■ SOURCE PASSAGE ■

>> Start

Obama Stimulus 2.0

January 5, 2009 RSS Feed Print

We are getting some more details on Barack Obama's stimulus/recovery package. (The WSJ's take is here. The NYT's take is here.) The big news is an increased emphasis on "tax cuts", to the tune of $300 billion over two years. Two aspects we have heard before, tax credits for middle- and lower-income workers, as well as a tax credit for businesses who hire new workers. New is a proposal to allow writeoffs for large and small businesses. From the WSJ:

As for the business tax package, a key provision would allow companies to write off huge losses incurred last year, as well as any losses from 2009, to retroactively reduce tax bills dating back five years. Obama aides note that businesses would have been able to claim most of the tax write-offs on future tax returns, and the proposal simply accelerates those write-offs to make them available in the current tax season, when a lack of available credit is leaving many companies short of cash.

A second provision would entice firms to plow that money back into new investment. The write-offs would be retroactive to expenditures made as of Jan. 1, 2009, to ensure that companies don't sit on their money until after Congress passes the measure.

Another element would offer a one-year tax credit for companies that make new hires or forgo layoffs, which could be worth $40 billion to $50 billion. And the Obama plan also would allow small businesses to write off a broad range expenditures worth up to $250,000 in 2009 and 2010. Currently, the limit is $175,000.

>> End

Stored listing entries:
>> Start

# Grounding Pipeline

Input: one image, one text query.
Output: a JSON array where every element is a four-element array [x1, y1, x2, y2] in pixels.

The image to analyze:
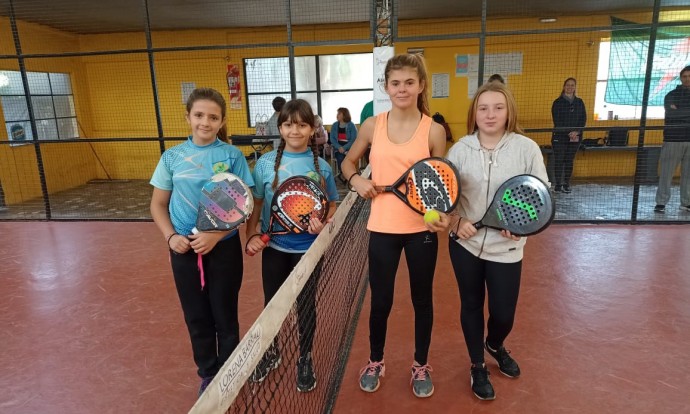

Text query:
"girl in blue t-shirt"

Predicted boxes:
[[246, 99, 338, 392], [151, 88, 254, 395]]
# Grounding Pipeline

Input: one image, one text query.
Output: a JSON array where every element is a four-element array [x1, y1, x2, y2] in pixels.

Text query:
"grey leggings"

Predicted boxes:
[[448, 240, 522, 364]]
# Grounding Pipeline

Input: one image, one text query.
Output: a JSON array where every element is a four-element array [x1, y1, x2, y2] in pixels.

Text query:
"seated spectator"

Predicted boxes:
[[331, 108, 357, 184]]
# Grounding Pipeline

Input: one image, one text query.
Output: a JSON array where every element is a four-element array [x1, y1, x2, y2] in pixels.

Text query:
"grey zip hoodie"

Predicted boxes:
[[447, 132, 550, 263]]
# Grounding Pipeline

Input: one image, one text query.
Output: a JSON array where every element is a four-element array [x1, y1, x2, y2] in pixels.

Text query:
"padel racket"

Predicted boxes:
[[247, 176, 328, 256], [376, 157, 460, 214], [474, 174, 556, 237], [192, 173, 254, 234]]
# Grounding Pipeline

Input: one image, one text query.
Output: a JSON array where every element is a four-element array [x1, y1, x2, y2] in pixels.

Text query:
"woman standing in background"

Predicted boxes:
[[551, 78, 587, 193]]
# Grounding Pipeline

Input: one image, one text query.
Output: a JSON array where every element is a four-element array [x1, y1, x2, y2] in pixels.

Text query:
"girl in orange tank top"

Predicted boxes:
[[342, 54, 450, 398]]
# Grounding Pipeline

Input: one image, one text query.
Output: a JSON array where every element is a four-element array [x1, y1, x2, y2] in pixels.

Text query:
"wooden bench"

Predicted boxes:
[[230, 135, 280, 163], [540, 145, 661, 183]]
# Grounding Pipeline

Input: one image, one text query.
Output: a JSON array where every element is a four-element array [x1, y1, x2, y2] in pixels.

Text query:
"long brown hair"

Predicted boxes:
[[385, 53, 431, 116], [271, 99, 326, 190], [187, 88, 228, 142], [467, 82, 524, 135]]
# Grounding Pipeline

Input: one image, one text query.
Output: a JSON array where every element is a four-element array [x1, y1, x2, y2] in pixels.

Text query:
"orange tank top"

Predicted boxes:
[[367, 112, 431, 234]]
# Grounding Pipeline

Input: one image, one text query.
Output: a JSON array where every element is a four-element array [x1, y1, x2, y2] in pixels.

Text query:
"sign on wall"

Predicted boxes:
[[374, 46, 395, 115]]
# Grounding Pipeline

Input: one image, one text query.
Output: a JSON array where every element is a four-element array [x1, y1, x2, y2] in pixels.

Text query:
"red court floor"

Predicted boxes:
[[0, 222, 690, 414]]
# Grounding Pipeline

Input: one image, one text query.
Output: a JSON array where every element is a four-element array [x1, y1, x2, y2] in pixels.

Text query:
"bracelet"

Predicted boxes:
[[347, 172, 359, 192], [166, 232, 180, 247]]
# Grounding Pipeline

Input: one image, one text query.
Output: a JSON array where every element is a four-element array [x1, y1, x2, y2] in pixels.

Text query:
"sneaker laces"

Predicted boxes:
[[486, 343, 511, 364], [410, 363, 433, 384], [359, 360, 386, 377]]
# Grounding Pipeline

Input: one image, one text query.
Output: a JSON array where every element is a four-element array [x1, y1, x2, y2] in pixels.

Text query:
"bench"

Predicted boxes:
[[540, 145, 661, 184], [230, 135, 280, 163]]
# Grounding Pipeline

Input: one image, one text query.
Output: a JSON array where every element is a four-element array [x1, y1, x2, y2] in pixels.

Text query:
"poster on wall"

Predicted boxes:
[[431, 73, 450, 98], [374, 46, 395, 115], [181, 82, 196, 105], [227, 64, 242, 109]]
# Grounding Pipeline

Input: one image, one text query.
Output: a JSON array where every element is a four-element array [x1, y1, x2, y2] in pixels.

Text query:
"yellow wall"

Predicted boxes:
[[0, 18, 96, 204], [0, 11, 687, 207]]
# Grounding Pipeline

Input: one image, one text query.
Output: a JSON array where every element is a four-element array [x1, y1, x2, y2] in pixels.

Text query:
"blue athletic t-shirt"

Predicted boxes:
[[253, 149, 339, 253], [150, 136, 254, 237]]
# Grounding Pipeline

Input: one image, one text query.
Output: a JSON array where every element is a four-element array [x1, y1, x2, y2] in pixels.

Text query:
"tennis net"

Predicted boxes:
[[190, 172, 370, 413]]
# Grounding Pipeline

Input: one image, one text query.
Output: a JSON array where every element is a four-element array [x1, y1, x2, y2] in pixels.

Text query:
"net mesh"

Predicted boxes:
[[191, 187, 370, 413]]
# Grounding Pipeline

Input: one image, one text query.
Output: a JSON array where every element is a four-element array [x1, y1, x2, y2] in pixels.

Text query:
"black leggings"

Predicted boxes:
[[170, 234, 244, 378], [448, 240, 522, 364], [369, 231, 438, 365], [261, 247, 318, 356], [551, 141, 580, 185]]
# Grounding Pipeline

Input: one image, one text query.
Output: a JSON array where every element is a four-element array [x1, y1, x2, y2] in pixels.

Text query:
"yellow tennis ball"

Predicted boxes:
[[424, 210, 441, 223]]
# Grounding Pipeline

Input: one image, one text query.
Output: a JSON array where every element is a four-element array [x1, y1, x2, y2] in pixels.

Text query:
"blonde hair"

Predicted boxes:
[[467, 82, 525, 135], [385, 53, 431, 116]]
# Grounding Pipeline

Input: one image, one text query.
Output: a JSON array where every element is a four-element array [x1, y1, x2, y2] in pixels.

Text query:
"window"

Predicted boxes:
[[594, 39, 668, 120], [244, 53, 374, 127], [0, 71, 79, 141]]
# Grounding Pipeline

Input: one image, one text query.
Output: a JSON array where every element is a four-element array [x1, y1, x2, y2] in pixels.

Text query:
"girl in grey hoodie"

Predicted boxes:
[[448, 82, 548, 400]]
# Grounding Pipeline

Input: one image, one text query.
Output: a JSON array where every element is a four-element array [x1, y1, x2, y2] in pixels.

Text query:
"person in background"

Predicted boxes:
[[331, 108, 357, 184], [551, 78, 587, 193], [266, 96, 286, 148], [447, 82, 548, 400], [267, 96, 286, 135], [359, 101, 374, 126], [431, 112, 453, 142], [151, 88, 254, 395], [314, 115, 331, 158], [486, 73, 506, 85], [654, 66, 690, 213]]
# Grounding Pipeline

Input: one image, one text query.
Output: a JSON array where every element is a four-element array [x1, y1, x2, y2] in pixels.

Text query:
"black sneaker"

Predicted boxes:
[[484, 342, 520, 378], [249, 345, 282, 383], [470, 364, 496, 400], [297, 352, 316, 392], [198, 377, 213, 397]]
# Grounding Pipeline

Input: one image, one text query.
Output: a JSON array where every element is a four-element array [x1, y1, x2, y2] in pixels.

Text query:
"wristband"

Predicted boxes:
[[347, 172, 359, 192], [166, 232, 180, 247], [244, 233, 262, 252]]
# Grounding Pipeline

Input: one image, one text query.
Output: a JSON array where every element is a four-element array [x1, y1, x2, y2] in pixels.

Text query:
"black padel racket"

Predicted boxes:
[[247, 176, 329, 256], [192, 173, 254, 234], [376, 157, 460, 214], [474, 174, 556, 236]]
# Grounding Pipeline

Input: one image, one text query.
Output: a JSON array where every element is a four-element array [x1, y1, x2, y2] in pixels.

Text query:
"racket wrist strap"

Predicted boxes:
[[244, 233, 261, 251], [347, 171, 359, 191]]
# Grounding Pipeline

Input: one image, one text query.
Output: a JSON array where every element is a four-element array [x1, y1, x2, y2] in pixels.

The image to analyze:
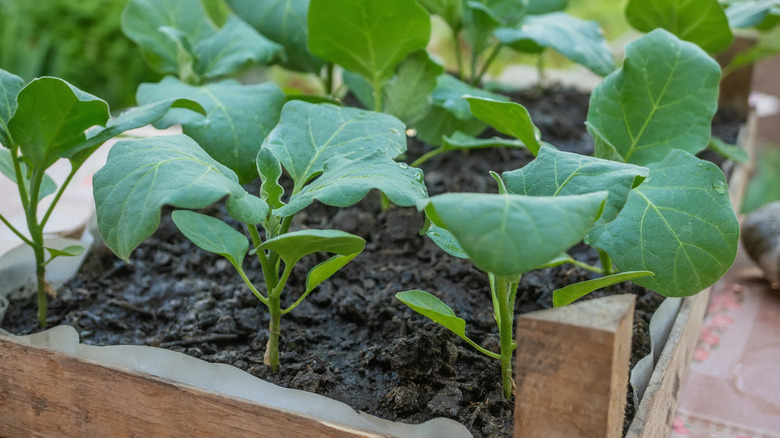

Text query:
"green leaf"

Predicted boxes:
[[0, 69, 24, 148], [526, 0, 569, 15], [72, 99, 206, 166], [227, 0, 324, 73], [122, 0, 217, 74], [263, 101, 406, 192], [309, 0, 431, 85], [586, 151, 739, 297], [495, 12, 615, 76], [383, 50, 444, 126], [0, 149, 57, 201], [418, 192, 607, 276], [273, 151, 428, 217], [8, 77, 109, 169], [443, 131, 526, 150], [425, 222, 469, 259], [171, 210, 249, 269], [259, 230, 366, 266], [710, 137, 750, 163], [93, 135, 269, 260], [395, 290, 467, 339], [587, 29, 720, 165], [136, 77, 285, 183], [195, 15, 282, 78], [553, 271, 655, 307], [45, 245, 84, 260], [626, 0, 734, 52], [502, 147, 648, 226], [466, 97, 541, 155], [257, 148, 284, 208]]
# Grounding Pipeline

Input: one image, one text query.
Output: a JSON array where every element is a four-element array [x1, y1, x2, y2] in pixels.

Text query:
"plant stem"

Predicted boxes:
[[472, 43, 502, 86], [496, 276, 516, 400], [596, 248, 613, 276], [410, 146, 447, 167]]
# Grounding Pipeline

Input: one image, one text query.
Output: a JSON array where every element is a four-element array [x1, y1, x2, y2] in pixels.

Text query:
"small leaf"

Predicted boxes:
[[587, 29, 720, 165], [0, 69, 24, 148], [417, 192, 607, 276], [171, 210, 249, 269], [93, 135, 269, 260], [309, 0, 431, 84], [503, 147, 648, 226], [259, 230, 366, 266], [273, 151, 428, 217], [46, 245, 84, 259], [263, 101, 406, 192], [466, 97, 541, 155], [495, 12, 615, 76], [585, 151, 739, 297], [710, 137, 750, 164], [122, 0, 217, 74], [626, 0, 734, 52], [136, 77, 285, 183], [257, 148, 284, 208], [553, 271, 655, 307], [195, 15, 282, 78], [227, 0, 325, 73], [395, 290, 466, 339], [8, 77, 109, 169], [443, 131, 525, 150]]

>> End

Repeat the entire Obama stimulus post word for word. The listing plays no part in what is asked here.

■ PROBLEM SOLUTION ■
Obama Stimulus 2.0

January 5, 2009 RSS Feed Print

We are getting some more details on Barack Obama's stimulus/recovery package. (The WSJ's take is here. The NYT's take is here.) The big news is an increased emphasis on "tax cuts", to the tune of $300 billion over two years. Two aspects we have heard before, tax credits for middle- and lower-income workers, as well as a tax credit for businesses who hire new workers. New is a proposal to allow writeoffs for large and small businesses. From the WSJ:

As for the business tax package, a key provision would allow companies to write off huge losses incurred last year, as well as any losses from 2009, to retroactively reduce tax bills dating back five years. Obama aides note that businesses would have been able to claim most of the tax write-offs on future tax returns, and the proposal simply accelerates those write-offs to make them available in the current tax season, when a lack of available credit is leaving many companies short of cash.

A second provision would entice firms to plow that money back into new investment. The write-offs would be retroactive to expenditures made as of Jan. 1, 2009, to ensure that companies don't sit on their money until after Congress passes the measure.

Another element would offer a one-year tax credit for companies that make new hires or forgo layoffs, which could be worth $40 billion to $50 billion. And the Obama plan also would allow small businesses to write off a broad range expenditures worth up to $250,000 in 2009 and 2010. Currently, the limit is $175,000.